Work to be completed: How many lines in the material below contain the string "tree"? Reply with the number alone.

Items from a labeling collection:
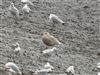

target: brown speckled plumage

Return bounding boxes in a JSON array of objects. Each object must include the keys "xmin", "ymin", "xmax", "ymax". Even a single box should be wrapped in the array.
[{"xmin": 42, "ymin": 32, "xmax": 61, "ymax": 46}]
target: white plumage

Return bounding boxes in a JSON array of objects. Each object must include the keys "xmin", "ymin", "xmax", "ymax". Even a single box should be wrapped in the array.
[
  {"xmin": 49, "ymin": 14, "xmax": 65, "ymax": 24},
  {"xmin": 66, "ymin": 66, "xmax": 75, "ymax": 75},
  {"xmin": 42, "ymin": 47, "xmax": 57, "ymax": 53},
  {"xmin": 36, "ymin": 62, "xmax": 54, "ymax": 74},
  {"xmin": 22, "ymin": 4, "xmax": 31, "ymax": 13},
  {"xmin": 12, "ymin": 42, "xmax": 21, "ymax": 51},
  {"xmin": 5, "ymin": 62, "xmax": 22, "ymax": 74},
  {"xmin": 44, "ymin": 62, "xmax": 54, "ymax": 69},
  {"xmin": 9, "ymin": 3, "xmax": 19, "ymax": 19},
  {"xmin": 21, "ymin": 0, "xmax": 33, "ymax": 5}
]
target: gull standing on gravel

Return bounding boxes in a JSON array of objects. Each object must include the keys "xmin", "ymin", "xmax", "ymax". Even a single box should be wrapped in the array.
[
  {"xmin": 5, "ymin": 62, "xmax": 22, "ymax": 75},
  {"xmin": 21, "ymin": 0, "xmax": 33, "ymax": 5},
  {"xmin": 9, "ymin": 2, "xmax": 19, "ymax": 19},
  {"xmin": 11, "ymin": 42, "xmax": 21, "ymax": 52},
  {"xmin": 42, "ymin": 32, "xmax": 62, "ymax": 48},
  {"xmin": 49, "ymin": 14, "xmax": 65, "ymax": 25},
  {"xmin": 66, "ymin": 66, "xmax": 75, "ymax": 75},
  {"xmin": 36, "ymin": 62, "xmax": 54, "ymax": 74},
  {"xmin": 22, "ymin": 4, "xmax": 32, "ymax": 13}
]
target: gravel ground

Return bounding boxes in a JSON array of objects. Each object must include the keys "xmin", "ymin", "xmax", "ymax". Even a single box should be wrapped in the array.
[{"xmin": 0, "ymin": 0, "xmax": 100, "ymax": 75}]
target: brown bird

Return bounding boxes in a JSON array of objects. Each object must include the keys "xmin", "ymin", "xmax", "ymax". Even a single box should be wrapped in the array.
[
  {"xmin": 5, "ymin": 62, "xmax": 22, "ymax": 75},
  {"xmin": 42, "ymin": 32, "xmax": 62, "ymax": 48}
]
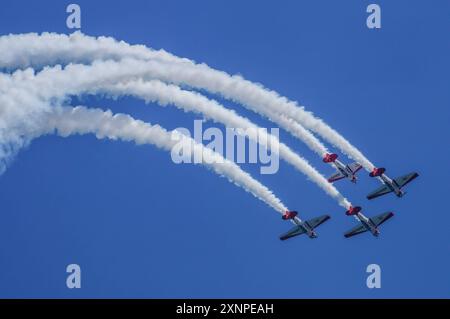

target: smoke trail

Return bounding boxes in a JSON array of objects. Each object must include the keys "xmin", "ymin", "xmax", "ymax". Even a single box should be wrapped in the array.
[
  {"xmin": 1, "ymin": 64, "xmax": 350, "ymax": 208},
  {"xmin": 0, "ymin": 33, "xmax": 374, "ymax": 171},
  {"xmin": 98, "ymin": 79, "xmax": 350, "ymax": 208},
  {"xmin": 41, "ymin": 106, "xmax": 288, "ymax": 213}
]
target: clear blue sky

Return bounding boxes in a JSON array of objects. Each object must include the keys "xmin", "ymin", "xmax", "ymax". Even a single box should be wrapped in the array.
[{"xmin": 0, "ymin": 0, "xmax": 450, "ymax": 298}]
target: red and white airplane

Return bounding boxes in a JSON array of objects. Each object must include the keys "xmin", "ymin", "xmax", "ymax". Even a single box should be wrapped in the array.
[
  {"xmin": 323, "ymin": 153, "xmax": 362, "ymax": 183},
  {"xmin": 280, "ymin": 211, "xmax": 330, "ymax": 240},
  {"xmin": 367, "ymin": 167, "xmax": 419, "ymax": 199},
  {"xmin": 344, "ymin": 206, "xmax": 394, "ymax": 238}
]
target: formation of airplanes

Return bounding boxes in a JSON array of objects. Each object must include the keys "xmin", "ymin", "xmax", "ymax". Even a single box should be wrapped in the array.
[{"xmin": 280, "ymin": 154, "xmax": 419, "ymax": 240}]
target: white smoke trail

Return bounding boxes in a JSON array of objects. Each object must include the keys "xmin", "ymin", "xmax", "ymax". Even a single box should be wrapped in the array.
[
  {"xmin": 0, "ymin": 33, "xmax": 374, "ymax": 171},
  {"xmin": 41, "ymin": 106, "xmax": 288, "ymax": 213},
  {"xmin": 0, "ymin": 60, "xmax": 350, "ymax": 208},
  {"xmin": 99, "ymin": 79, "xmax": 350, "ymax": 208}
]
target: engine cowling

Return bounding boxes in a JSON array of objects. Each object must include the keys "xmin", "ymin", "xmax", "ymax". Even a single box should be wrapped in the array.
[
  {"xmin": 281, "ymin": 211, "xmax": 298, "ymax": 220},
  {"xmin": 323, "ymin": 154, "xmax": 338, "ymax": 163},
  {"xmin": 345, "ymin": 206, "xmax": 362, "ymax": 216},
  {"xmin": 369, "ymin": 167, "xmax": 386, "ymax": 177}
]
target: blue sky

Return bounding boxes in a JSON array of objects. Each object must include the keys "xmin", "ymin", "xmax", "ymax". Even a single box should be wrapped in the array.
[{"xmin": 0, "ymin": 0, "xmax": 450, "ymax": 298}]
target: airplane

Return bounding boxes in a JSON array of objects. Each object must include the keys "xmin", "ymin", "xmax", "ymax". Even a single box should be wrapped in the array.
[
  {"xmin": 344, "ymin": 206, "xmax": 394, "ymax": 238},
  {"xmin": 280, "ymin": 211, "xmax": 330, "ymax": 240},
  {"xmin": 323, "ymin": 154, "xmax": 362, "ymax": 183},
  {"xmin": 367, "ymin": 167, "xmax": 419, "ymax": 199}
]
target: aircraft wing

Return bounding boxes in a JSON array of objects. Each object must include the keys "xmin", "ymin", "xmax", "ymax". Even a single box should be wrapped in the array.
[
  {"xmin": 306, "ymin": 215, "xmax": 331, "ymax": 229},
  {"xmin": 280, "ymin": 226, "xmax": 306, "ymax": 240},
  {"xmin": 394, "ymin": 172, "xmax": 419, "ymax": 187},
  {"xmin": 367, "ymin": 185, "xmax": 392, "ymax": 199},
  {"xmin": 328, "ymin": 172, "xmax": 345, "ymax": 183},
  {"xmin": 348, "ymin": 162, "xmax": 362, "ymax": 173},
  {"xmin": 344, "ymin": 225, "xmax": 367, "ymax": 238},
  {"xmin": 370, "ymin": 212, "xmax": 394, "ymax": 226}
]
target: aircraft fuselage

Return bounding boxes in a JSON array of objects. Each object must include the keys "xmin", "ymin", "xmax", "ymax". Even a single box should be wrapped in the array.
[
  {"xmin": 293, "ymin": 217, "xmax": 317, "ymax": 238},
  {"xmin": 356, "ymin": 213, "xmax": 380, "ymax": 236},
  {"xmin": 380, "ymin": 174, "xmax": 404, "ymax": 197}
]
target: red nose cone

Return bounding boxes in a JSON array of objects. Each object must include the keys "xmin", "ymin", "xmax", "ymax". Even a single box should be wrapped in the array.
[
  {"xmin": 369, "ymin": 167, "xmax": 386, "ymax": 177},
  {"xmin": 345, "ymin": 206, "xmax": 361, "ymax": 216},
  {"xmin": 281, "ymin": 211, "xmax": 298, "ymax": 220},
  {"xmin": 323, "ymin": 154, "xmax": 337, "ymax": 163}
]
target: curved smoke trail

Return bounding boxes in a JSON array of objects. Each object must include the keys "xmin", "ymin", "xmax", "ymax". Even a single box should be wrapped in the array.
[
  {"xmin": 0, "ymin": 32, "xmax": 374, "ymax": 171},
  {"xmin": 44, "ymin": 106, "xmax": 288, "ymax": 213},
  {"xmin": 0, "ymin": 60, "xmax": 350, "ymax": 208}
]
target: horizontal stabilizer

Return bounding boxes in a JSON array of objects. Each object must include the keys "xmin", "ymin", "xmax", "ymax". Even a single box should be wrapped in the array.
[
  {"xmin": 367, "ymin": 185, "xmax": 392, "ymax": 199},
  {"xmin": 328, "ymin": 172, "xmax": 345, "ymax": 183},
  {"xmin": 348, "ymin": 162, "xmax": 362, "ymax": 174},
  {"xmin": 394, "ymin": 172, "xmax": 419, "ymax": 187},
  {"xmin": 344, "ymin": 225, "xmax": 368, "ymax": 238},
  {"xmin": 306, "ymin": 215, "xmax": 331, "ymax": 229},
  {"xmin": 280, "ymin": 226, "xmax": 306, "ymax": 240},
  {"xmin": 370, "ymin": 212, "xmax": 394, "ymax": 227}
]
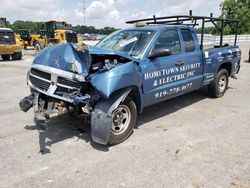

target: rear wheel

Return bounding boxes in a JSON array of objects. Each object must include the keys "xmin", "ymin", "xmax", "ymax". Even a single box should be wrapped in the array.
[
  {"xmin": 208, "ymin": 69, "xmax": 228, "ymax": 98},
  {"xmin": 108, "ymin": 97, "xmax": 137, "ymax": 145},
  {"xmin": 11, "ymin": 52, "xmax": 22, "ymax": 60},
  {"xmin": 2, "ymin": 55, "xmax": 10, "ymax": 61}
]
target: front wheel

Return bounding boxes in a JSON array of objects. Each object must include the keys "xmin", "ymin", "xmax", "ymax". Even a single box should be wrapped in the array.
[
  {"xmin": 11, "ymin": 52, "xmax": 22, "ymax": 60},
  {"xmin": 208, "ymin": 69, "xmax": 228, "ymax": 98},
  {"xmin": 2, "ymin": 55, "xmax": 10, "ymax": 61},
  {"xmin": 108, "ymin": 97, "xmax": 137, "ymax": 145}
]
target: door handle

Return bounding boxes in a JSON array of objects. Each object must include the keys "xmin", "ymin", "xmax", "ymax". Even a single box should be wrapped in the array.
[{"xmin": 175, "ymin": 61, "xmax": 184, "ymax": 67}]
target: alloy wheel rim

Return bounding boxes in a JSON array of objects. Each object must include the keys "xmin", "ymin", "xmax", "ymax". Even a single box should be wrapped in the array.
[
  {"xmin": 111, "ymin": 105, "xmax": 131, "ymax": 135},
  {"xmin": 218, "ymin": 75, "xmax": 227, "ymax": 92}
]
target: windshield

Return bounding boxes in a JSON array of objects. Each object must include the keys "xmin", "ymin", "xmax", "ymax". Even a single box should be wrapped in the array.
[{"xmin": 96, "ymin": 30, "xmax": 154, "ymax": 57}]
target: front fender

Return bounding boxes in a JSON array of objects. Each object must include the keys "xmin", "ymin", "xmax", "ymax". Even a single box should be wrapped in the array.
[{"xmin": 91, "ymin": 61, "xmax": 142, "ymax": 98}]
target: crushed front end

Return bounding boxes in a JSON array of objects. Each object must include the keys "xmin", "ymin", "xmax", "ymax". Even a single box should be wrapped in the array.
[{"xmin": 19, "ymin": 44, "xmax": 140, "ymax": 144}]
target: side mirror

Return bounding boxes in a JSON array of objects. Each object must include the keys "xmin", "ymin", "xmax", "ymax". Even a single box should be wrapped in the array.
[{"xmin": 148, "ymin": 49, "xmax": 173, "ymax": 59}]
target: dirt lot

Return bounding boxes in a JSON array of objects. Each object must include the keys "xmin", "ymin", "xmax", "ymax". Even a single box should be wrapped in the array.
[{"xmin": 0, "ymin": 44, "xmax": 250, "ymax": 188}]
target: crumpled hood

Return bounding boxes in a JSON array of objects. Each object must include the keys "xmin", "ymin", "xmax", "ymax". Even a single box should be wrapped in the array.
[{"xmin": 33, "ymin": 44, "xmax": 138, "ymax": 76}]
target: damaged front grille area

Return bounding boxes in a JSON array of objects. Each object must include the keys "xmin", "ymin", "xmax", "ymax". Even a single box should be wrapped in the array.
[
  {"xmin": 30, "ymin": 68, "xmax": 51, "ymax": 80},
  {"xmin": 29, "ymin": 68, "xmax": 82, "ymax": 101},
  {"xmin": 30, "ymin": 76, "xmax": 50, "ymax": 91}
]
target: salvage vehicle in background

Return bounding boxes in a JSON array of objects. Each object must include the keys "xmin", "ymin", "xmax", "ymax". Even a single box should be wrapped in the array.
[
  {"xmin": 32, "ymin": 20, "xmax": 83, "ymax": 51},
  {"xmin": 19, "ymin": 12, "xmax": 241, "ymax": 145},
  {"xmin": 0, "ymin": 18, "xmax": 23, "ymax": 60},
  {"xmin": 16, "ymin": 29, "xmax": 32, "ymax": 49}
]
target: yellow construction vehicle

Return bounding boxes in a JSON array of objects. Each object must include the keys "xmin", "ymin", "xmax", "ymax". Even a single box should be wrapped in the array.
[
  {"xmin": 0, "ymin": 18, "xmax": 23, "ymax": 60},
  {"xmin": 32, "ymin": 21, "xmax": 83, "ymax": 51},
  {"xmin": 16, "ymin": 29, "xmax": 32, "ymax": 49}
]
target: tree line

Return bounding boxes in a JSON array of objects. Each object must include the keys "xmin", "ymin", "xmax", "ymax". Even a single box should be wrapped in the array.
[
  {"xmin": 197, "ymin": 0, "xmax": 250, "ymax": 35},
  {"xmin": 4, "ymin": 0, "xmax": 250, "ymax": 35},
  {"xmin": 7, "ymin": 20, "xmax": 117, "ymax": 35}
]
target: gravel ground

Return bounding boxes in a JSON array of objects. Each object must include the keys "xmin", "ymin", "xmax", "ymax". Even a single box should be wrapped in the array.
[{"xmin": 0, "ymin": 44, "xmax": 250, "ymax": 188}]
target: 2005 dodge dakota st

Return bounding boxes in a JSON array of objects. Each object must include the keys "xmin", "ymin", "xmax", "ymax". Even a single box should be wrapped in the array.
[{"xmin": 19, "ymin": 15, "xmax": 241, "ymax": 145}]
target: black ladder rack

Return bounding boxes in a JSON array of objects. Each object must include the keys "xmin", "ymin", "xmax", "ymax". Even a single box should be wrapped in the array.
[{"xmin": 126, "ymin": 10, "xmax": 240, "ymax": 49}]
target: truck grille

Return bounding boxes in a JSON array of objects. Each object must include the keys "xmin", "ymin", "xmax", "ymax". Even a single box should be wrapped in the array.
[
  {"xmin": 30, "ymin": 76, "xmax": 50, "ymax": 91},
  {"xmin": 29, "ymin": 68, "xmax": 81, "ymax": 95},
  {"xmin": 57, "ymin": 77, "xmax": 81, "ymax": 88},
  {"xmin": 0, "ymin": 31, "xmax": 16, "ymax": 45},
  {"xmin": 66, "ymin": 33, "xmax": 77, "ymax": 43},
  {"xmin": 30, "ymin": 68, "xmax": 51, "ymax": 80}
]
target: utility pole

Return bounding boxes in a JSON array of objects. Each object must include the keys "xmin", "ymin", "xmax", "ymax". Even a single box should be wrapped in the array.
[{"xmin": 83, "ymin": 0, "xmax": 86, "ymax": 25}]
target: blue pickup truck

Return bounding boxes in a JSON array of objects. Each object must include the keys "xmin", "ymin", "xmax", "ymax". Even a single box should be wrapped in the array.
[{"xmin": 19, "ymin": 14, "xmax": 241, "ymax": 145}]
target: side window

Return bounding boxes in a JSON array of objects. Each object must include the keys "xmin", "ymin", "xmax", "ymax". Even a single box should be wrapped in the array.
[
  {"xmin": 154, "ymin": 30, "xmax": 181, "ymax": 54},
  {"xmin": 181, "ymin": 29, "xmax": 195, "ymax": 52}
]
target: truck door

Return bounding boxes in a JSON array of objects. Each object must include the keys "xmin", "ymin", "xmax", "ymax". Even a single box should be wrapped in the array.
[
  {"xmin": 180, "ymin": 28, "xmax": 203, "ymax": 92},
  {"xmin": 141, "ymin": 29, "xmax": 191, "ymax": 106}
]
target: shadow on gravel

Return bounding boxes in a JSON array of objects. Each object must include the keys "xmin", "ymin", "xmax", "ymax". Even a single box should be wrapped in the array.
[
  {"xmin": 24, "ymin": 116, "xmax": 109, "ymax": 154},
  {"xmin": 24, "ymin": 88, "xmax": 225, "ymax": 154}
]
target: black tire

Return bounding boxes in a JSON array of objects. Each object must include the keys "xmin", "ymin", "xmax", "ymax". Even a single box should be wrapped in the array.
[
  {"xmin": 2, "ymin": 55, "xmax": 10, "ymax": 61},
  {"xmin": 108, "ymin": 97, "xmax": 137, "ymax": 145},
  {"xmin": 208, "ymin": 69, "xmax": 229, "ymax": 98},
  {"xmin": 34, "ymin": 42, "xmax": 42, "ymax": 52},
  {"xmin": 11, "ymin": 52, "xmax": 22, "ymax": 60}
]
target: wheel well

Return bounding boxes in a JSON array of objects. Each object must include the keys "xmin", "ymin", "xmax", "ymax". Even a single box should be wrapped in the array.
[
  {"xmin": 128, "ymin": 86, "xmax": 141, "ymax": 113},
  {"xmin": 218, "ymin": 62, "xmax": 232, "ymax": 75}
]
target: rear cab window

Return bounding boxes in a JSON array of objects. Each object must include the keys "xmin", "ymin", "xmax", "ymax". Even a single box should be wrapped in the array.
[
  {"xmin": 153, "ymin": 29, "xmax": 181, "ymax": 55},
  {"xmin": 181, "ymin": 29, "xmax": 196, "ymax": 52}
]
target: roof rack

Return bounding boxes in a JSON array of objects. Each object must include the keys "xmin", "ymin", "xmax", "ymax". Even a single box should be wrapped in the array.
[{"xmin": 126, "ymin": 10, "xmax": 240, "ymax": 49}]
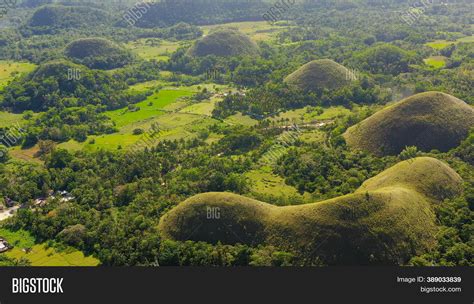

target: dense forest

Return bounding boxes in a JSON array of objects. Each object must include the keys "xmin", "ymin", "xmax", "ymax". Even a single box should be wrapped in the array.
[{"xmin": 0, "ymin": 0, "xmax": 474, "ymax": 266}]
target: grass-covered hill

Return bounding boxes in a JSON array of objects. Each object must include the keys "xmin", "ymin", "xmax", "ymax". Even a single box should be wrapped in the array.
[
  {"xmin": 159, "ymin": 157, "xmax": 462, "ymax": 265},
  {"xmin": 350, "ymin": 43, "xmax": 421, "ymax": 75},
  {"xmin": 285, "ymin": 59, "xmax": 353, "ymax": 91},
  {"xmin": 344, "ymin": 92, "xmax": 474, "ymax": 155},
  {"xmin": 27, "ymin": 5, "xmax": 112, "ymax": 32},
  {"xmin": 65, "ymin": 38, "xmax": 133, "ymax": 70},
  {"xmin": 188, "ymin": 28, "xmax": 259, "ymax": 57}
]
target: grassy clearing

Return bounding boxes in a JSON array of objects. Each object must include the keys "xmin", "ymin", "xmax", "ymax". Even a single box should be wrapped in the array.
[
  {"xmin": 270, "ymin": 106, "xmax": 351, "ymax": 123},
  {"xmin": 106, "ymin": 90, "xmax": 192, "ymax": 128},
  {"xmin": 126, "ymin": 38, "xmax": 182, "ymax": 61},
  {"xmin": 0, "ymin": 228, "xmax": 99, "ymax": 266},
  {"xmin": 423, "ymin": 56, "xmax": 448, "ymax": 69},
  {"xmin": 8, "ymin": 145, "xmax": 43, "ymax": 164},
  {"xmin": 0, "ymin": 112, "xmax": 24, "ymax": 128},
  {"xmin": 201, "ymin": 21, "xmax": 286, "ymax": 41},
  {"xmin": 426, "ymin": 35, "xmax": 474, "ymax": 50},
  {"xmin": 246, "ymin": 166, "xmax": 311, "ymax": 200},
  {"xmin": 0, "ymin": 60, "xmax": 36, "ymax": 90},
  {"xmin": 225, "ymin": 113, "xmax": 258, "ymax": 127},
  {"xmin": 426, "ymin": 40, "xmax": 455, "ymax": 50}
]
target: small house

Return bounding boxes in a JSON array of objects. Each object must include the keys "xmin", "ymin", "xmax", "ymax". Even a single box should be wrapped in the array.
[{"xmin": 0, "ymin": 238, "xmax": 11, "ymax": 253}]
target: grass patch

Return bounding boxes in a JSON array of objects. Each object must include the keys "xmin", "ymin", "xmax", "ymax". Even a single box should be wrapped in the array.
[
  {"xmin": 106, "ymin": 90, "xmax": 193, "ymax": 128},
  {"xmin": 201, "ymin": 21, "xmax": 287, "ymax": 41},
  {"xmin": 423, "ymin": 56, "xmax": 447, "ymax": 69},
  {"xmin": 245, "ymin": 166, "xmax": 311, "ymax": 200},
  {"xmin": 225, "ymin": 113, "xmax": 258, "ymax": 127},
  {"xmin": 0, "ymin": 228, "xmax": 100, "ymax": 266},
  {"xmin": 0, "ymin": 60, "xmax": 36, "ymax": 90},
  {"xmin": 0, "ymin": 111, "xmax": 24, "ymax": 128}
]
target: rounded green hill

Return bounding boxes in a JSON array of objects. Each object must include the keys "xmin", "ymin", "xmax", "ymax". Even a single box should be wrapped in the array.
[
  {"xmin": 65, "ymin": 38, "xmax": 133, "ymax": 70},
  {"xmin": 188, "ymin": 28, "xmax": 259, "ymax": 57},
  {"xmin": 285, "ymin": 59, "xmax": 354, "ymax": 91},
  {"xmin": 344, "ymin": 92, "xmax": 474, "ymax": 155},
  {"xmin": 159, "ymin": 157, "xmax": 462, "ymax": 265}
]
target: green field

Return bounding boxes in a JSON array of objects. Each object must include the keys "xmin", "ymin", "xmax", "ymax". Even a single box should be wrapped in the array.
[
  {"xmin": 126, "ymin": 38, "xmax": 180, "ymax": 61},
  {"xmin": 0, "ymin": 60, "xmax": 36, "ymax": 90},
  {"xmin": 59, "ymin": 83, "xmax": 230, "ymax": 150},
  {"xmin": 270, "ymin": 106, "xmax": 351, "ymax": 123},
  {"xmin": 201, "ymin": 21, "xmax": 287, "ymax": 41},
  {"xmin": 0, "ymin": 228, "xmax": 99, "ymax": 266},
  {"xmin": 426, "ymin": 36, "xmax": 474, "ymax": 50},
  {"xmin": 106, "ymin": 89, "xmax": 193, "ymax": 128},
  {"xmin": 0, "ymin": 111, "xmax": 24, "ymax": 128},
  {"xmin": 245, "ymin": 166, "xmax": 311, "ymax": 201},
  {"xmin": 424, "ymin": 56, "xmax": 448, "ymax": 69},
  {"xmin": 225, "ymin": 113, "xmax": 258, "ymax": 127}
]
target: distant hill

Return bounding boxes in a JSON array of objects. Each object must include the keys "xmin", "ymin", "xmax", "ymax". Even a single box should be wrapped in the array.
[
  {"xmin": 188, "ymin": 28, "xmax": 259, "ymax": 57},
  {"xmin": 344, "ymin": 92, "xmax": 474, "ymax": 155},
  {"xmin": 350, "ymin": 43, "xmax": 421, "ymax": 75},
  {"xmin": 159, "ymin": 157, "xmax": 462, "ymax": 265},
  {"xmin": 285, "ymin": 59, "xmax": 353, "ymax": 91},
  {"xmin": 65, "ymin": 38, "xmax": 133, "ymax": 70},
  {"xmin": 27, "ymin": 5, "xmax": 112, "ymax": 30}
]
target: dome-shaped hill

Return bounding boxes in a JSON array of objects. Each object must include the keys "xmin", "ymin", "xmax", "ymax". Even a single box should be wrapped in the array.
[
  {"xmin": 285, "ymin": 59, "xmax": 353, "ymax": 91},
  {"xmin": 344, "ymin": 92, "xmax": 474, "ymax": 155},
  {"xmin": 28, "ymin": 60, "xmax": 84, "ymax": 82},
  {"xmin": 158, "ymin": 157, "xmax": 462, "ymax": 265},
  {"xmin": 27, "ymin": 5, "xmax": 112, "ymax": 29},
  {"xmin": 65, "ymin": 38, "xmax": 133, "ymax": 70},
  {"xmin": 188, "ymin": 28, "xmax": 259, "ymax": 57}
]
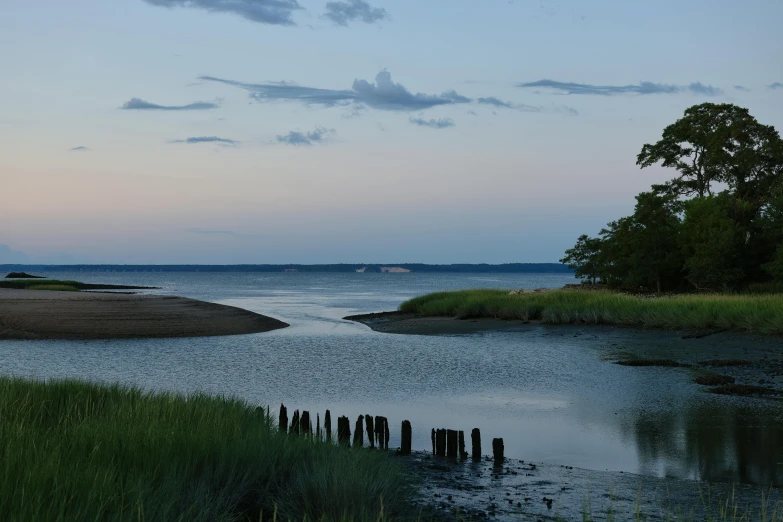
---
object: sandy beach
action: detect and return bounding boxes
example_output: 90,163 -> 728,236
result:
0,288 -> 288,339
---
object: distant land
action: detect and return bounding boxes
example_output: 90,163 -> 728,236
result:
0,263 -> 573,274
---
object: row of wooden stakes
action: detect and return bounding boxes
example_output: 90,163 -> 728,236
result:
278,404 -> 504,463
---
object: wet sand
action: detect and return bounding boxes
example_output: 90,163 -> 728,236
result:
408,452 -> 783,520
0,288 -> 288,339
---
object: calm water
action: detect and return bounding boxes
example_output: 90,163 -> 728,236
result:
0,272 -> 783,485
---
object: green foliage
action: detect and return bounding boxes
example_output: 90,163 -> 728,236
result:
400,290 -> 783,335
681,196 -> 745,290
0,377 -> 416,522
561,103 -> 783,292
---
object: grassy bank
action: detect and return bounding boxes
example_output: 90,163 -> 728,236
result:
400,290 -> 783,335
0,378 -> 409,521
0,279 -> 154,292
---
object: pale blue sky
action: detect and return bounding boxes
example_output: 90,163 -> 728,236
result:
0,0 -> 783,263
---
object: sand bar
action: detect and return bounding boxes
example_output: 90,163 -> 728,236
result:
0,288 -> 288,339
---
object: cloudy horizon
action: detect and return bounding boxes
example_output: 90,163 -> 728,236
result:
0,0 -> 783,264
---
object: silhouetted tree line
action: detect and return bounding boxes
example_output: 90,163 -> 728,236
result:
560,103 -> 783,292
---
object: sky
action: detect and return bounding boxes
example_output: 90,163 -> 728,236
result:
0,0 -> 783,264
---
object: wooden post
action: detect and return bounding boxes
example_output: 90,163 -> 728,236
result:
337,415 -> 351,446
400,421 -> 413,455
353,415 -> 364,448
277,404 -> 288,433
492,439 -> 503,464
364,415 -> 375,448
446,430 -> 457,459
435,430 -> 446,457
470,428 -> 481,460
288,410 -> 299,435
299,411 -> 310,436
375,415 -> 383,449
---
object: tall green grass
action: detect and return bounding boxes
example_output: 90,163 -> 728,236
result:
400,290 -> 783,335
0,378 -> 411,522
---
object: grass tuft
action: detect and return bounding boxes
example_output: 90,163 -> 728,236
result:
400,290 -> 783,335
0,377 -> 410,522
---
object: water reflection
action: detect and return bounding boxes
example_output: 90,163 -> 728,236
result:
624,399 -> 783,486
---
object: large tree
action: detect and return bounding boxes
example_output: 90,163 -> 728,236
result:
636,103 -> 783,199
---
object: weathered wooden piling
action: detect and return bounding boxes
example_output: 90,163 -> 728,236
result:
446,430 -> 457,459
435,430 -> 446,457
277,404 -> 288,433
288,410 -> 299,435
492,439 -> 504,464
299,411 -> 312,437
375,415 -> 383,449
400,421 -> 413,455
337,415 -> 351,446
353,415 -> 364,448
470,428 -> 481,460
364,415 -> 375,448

Answer to this problem: 3